Extrait du document.
Vouloir retarder les élections avec une date déterminée, d'accord, mais sans fixer une date équivaudrait à tuer ce projet. C'est notamment la Mosquée de Paris qui s'oppose. Mais je crois que c'est une vision assez réductrice des choses. Il ne faut pas voir nos intérêts de demain ou d'après-demain, mais les intérêts de l'islam. L'islam obtiendra une représentativité reocnnue par les pouvoirs publics et par les musulmans. Nous allons aussi prouver à la société dans laquelle nous vivons que nous sommes capables de nous organiser. Jusqu'à maintenant, beaucoup de gens disent que les musulmans ne sont pas capables de s'organiser.
Il faut donc aller de l'avant. Tout le monde bénéficiera de cette représentativité. Au sein de l'UOIF, nous sommes ouverts à toutes les discussions pour qu'on puisse arriver à une représentation officielle, démocratique, libre et transparente de l'islam de France.
Religioscope – Et indépendante des interférences des pays d'origine…
Zuhair Mahmood – Oui, mais ça ne veut pas dire en conflit. Nous voulons au contraire être des interlocuteurs, d'abord pour les pouvoirs publics français, mais ensuite aussi pour nos pays d'origine aussi. Nous y avons des familles, des amis, des frères, des sœurs…. C'est tout à fait normal d'avoir des relations privilégiées, comme d'autres citoyens français: par exemple les juifs ont des relations très étroites avec l'Etat d'Israël, nous l'avons vu à plusieurs occasions. Il n'y a pas de raisons de ne pas avoir des relations privilégiées. Mais il faut savoir que notre patrie, c'est la France, et que les intérêts des musulmans et de la France passent avant tout.

Lignes.
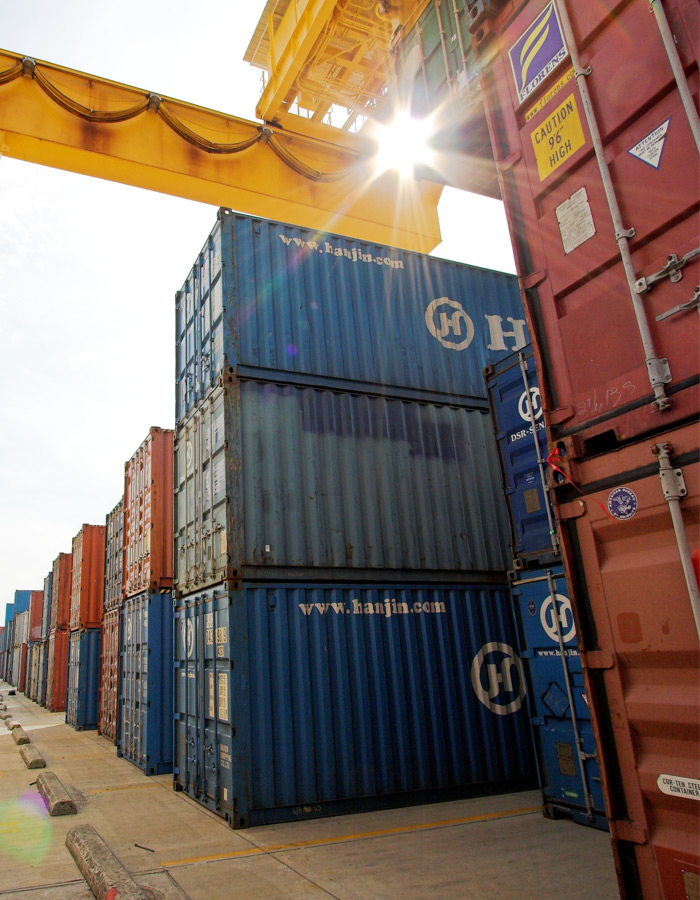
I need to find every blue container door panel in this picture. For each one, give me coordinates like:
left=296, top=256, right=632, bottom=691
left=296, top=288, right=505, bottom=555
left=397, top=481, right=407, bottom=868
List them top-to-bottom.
left=513, top=567, right=607, bottom=827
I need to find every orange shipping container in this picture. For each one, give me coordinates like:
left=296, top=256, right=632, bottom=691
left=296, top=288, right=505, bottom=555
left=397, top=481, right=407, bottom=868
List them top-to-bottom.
left=123, top=428, right=173, bottom=597
left=70, top=525, right=105, bottom=631
left=49, top=553, right=73, bottom=631
left=29, top=591, right=44, bottom=641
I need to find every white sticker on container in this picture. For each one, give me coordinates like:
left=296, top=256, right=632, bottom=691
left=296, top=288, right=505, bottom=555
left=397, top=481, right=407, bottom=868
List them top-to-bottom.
left=556, top=187, right=595, bottom=253
left=214, top=459, right=226, bottom=497
left=656, top=775, right=700, bottom=800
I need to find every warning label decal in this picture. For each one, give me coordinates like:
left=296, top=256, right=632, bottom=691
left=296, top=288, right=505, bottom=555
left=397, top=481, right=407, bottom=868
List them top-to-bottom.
left=530, top=94, right=586, bottom=181
left=627, top=116, right=671, bottom=169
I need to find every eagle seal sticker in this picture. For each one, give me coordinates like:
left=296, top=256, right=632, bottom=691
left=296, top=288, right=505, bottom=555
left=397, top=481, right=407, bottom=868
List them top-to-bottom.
left=508, top=2, right=568, bottom=103
left=530, top=94, right=586, bottom=181
left=627, top=116, right=671, bottom=169
left=608, top=488, right=638, bottom=521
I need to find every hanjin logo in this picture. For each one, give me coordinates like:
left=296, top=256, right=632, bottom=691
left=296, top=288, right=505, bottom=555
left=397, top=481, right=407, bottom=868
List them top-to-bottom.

Liste des tâches.
#1 Pourquoi Zuhair Mahmood trouve-t-il normal, dans l'entretien sur l'islam de France, que les musulmans gardent des relations privilégiées avec leurs pays d'origine ? Répondez en une à trois phrases.
#2 Reprenez l'entretien sur l'islam de France là où il s'arrête et poursuivez-le.

Les réponses.
#1 Les musulmans ont dans ces pays des familles, des amis, des frères et des sœurs. Il rappelle aussi que d'autres citoyens français font de même, comme les juifs, qui ont des relations très étroites avec l'État d'Israël. Pour lui, cela ne change rien au fait que leur patrie est la France.

#2
Religioscope – Dans d'autres pays européens, quels sont les cas réussis d'instances représentatives?
Zuhair Mahmood – Il y a eu des tentatives en Belgique, notamment, mais avec des points négatifs. En France, nous avons la chance d'être dans un Etat laïc. L'Etat s'interdit d'intervenir dans les affaires des communautés religieuses. C'est bien qu'ils nous aident à nous organiser, mais il faut qu'ils s'arrêtent là.
En Grande-Bretagne a été choisi un régime totalement différent de juxtaposition des communautés. Ce modèle ne convient pas à une société homogène – homogène et diversfiée à la fois. Nous pouvons créer une telle société: je suis là, à côté de moi un chrétien, de l'autre côté un juif, nous vivons ensemble, en ayant la capacité de sentir ce que sent l'autre. Ce modèle français me semble pouvoir être un modèle exemplaire pour les autres pays européens.
Religioscope – Et le problème de réunir des courants divers au sein de l'islam? Cela implique-t-il de se mettre d'accord sur une sorte de programme minimal commun? Jusqu'où? Quelle base?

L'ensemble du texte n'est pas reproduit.